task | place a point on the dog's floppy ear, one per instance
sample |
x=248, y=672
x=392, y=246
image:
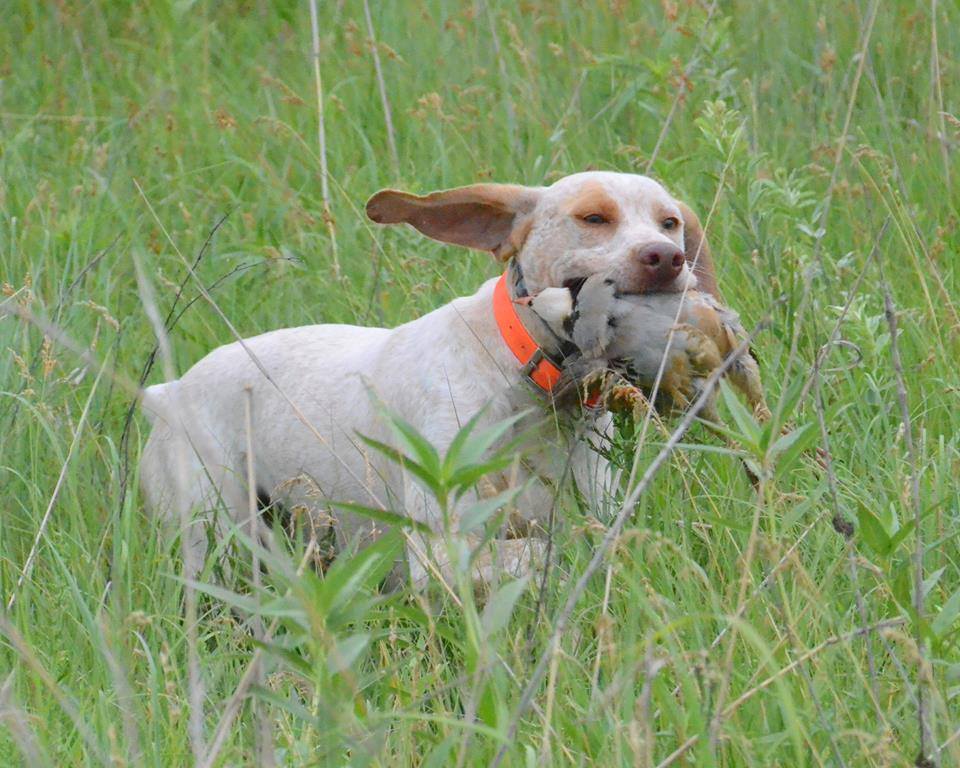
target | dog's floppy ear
x=697, y=252
x=488, y=217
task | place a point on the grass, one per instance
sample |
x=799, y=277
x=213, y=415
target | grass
x=210, y=109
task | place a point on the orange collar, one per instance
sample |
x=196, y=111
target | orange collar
x=536, y=365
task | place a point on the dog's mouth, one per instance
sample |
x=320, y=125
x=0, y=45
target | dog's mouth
x=574, y=285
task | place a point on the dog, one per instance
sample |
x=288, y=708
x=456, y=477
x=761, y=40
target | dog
x=301, y=397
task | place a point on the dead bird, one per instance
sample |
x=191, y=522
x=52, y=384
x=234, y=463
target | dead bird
x=630, y=334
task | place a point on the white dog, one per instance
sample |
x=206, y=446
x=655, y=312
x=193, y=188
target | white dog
x=308, y=388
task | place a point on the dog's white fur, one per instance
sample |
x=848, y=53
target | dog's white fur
x=310, y=387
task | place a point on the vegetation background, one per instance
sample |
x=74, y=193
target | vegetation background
x=728, y=627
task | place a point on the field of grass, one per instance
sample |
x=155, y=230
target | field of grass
x=728, y=627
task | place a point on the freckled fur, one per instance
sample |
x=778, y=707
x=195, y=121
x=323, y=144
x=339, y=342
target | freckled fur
x=436, y=371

........

■ **TASK DETAILS**: Copy the lines above word for word, beginning with the line that contains "task | place a point on the dog, one" and continuing through the final line.

■ **EXPECTED ANSWER**:
task | place a point on the dog, one per instance
sample |
x=288, y=708
x=456, y=477
x=761, y=40
target | dog
x=301, y=397
task | place a point on the dead bird, one per instance
sample |
x=191, y=522
x=52, y=384
x=234, y=463
target | dead bird
x=630, y=334
task | place a point on the white dog, one per instance
sample |
x=206, y=446
x=655, y=312
x=193, y=188
target | white dog
x=308, y=388
task | place a point on the dog's white fur, one per instance
sample |
x=848, y=53
target | dog's white fur
x=310, y=387
task | place a point on the vegetation background, one per instance
sample |
x=74, y=193
target | vegetation background
x=728, y=627
task | place a point on the field of grass, one per instance
sample |
x=155, y=230
target | field of grass
x=728, y=627
task | place a point on the freckled fur, one per instance
sample |
x=778, y=707
x=195, y=121
x=323, y=144
x=339, y=342
target | freckled fur
x=436, y=371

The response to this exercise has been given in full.